* What to produce *
Could you lay out all of the data below as a numbered list, with blank lines and the pictures left out?

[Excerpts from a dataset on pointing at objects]
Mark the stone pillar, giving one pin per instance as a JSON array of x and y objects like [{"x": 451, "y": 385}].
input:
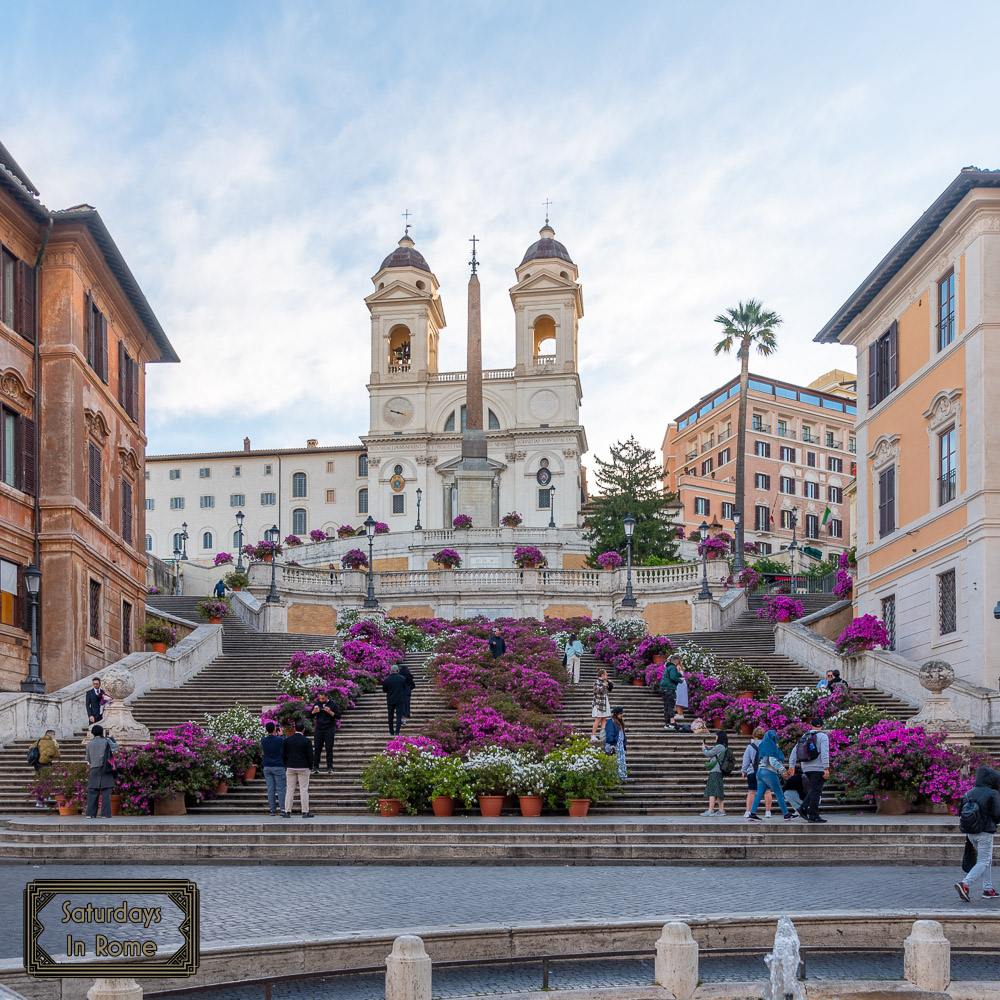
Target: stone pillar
[
  {"x": 408, "y": 970},
  {"x": 115, "y": 989},
  {"x": 677, "y": 960},
  {"x": 927, "y": 956}
]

* Solved exercise *
1. Mark the stone pillar, giving one pin per instance as a JSON array of x and y objects like [{"x": 451, "y": 385}].
2. input:
3. Target: stone pillar
4. [
5.   {"x": 408, "y": 970},
6.   {"x": 115, "y": 989},
7.   {"x": 677, "y": 960},
8.   {"x": 927, "y": 956}
9. ]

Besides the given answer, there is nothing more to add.